**STATED EXERCISE**
Set out the items below as a numbered list, one line per entry, and leave out any blank lines.

**DATA TO PROCESS**

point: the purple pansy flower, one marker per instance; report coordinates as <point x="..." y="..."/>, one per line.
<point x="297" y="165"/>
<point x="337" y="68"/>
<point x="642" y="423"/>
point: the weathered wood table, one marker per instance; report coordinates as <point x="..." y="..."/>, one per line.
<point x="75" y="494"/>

**SOLVED PROBLEM**
1. point: the purple pansy flower, one marker per instance; report coordinates as <point x="..." y="..."/>, one per line.
2. <point x="297" y="165"/>
3. <point x="337" y="68"/>
4. <point x="642" y="423"/>
5. point: the weathered wood table, one marker per instance; report coordinates as <point x="..." y="..."/>, one per line.
6. <point x="75" y="494"/>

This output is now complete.